#### [THE TASKS]
A: List every 2:2 salt concentration that the passage on many-body effects and nanoparticle attraction mentions.
B: Pick up the passage on many-body effects and nanoparticle attraction from where it stops.

#### [TEXT PASSAGE]
Many-body effect “enhances” attractive PMF at low 2:2 salt

As shown in Fig. 4a, at 0.0001M 2:2 salt, the pair PMF between two nanoparticles appears weakly repulsive, while for three-body and four-body nanoparticles, the PMFs become visibly attractive. For four-body nanoparticles, the additive assumption would overestimate the minimum PMF (x~25 Å) by ~5.2k_BT at 0.0001M 2:2 salt; see Fig. 4a. This indicates that many-body effect would apparently enhance the attractive PMF at low 2:2 salt. As 2:2 bulk concentration is increased, pair PMF between two-body nanoparticles becomes attractive and the enhancement on the attractive PMF by more nanoparticles would become weaker. For four-body nanoparticles, the additive assumption would overestimate the minimum PMF by ~2.4k_BT at 0.001M 2:2 salt; see Fig. 4b.

Figure 4

(a–c) The potentials of mean force ΔG_x as functions of the separation x between nanoparticles with −24e for the four-body systems in 2:2 salt solutions which are calculated respectively by the pair-wise potential of mean force abstracted from two-body, three-body and four-body systems (denoted respectively by two nanoparticles ×6, three nanoparticles ×2 and four nanoparticles). (a) 0.0001M, (b) 0.001M and (c) 0.01M. The predictions from the nonlinear PB are shown as comparisons (dashed lines). (d–f) Net charge distribution Q(r) per unit charge on nanoparticles as a function of distance r around the nanoparticles with x = 25 Å in 0.0001M (d), 0.001M (e) and 0.01M (f) 2:2 salt solutions. The insets show the increase of Q(r) due to the approaching of nanoparticles from x = 40 Å to x = 25 Å for the systems of two nanoparticles, three nanoparticles and four nanoparticles.

#### [DATASET RECORDS]
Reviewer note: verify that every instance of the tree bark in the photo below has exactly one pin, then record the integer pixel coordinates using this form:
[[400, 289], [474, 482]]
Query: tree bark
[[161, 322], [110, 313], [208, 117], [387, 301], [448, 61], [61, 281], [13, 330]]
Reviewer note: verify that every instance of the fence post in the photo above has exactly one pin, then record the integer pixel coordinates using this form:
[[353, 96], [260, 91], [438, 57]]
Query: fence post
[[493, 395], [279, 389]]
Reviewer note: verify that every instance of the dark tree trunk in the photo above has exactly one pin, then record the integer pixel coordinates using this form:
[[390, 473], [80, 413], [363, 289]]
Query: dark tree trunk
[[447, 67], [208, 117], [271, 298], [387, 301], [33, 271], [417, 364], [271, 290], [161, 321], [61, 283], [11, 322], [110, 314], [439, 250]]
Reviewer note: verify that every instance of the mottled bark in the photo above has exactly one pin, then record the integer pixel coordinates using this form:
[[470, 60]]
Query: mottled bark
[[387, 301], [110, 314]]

#### [EXPECTED OUTPUTS]
A: 0.0001M, 0.001M, 0.01M

B:
Such many-body effect on enhancing attractive PMF at low 2:2 salt is coupled to divalent ion-binding to nanoparticles. Due to the 2+ ionic charge, divalent ions interact with nanoparticles more strongly (than monovalent ions) and divalent ion-bridging between two nanoparticles may cause an effective attraction between them^{5,6,13,23,26,42,43}; see Fig. 5a. As shown in Fig. 4d, at 0.0001M 2:2 salt, two nanoparticles with x = 25 Å can get ~82% ionic neutralization by 2+ ions within 8 Å from nanoparticle surface. Due to the low ion concentration (~0.0001M) and the resultant high entropy penalty, such moderate ion-binding and ion-bridging between nanoparticles could only cause a weak repulsion between two nanoparticles^5,6,13,23. However, with the increase of number of nanoparticles from 2 to 4, the ion-binding fraction increases from ~82% to ~88% within 8 Å from nanoparticle surface, which comes from the enhancement of electric field by more nanoparticles. More binding divalent ions would coordinate more strongly with adjacent nanoparticles and would consequently cause a visibly attractive PMF for four-body system. As 2:2 salt concentration is increased (e.g., to ~0.001M), more binding divalent ions would bridge nanoparticles more strongly due to the lowered ion-binding entropy penalty and the pair PMF between two nanoparticles would become attractive. Simultaneously, the enhancement in ion-binding by more nanoparticles would become less pronounced due to the prior strong ion-binding for two-body system, which would cause weaker many-body effect on enhancing attractive PMF at higher 2:2 salt.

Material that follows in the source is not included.